EXERCISE REQUIREMENTS: The following data has a line with "Target: curled tendril" and a line with "Target: blurred leaf". Write out exactly those lines and all the lines between them.

INPUT DATA:

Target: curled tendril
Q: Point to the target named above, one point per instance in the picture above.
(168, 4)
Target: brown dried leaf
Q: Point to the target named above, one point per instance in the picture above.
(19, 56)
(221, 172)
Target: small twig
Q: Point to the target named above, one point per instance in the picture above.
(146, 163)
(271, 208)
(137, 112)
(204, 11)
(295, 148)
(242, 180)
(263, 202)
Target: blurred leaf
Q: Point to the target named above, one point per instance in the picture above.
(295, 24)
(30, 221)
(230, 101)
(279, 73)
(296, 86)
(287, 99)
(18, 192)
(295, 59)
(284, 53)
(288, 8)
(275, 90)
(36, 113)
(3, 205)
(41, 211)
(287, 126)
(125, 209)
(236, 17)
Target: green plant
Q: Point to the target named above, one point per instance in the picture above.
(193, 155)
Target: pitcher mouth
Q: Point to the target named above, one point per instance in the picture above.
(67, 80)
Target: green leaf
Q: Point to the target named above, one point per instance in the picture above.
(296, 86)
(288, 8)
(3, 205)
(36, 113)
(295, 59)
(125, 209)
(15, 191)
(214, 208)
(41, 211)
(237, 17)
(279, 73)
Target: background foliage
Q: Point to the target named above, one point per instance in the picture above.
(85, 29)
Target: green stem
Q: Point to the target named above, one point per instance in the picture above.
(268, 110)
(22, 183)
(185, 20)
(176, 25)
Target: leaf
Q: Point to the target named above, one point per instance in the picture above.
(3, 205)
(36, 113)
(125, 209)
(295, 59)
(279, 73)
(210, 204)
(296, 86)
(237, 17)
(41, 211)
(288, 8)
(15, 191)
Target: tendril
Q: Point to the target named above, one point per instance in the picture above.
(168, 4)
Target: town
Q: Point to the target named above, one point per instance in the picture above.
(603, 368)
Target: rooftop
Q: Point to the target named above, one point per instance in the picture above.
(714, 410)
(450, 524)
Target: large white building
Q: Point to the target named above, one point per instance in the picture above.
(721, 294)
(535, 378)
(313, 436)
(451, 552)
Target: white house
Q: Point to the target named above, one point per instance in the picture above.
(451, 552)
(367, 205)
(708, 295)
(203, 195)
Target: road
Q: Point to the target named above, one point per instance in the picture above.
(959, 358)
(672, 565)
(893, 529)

==

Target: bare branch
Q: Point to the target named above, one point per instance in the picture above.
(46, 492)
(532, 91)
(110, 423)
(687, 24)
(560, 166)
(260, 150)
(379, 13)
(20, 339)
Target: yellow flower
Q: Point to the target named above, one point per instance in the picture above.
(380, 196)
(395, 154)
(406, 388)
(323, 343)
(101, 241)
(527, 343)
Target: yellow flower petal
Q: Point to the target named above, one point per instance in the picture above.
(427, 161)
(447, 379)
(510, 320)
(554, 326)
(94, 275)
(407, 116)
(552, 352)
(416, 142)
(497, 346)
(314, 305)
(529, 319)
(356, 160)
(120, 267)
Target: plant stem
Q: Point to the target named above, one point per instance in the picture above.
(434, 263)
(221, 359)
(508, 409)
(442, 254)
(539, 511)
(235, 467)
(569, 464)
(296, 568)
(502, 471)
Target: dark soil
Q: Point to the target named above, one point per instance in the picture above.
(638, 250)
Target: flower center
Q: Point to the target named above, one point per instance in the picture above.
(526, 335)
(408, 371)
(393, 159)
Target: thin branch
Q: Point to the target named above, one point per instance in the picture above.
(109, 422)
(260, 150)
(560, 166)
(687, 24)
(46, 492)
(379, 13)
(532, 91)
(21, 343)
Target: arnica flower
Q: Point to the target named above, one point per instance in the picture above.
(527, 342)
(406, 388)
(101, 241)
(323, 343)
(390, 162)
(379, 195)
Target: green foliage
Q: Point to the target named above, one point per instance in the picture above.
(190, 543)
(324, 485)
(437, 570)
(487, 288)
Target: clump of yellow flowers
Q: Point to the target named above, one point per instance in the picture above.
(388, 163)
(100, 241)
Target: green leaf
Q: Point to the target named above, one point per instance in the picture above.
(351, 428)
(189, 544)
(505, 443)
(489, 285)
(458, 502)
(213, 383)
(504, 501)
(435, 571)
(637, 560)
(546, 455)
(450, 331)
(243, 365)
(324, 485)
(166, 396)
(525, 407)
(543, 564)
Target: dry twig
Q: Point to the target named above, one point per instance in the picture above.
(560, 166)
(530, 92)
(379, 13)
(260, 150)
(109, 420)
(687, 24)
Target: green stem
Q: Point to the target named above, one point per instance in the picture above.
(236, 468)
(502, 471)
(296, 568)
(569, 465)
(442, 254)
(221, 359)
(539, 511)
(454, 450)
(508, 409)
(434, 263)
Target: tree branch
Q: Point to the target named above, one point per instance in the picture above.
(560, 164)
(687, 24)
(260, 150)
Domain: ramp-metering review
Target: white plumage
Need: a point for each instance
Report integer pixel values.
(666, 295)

...

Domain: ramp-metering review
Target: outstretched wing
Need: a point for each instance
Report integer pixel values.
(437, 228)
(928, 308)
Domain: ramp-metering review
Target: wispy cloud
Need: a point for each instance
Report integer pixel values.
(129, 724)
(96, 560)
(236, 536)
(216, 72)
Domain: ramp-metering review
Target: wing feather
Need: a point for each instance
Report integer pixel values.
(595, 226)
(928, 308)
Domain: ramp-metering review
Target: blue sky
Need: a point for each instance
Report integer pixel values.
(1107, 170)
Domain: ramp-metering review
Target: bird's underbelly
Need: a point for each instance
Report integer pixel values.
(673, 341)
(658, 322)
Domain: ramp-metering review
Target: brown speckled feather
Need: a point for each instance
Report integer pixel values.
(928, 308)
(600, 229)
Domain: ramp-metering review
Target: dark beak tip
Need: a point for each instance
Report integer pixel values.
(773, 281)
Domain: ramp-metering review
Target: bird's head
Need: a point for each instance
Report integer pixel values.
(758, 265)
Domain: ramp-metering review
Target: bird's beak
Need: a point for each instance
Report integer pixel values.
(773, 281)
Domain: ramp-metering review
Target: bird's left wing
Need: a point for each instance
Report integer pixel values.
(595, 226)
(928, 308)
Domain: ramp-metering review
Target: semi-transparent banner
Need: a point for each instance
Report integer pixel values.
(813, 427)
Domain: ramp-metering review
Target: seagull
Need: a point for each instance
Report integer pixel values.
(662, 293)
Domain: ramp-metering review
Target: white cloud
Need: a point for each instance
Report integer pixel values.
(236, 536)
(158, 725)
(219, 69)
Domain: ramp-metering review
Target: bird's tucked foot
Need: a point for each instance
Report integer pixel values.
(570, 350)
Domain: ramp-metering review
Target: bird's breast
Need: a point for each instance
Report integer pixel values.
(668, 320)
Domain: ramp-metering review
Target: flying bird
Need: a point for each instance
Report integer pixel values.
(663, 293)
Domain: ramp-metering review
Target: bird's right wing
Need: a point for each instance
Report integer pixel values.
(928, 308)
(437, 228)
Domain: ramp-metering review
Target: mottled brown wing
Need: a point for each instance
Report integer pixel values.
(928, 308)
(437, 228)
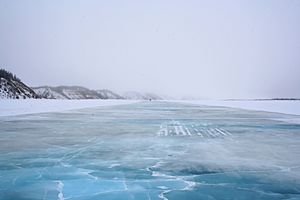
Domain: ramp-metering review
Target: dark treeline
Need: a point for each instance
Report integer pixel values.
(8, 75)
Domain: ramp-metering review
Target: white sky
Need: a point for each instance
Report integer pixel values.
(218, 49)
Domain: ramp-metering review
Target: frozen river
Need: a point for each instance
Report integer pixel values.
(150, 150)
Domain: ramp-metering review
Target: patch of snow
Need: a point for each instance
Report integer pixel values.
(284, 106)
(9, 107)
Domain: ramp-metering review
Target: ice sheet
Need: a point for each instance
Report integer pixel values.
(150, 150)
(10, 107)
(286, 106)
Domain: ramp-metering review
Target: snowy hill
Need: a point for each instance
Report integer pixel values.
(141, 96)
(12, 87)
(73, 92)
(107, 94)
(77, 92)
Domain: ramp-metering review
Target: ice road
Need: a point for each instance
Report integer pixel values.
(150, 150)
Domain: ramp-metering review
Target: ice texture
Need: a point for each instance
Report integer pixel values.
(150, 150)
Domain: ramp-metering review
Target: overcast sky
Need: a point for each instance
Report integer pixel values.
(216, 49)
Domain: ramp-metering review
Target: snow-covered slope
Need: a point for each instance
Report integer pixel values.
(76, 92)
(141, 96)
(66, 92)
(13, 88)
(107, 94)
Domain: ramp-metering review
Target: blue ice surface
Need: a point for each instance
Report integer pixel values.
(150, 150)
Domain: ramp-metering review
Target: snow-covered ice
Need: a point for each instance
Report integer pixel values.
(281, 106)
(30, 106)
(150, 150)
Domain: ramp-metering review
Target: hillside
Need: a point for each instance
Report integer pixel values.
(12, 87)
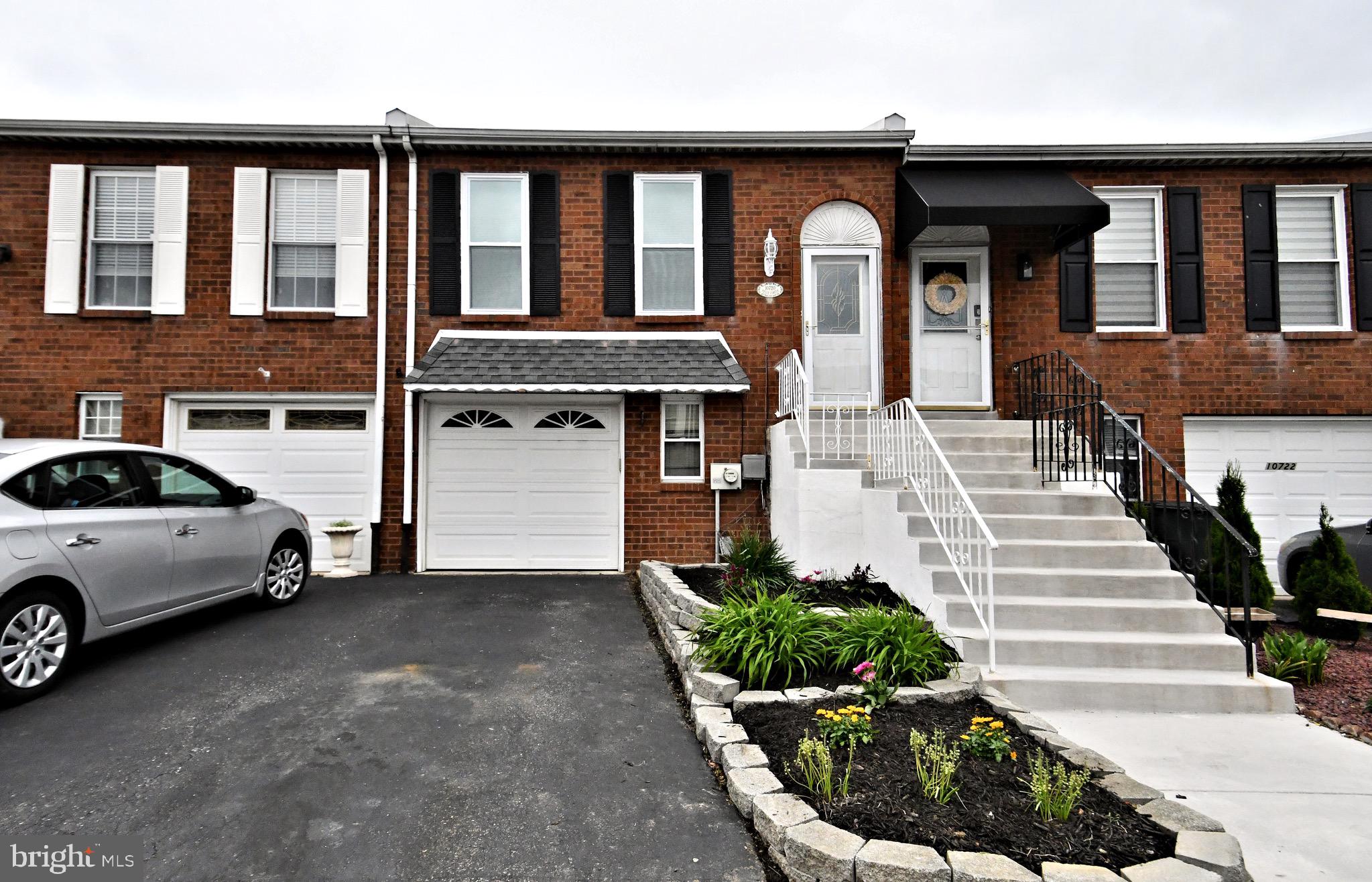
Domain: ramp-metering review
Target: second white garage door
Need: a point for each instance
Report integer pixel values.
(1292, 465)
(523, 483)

THE COMPLETED TASK:
Target: curled tendril
Q: Point to the target named above, one point per instance in the picture above.
(168, 4)
Target: brown dried leaf
Q: Point to the target named above, one point per instance in the picture above.
(19, 56)
(221, 172)
Target: small twig
Q: Point to the target named above, one point per instance in the picture above.
(146, 163)
(271, 208)
(137, 112)
(204, 11)
(295, 148)
(242, 180)
(263, 202)
Target: blurred leaf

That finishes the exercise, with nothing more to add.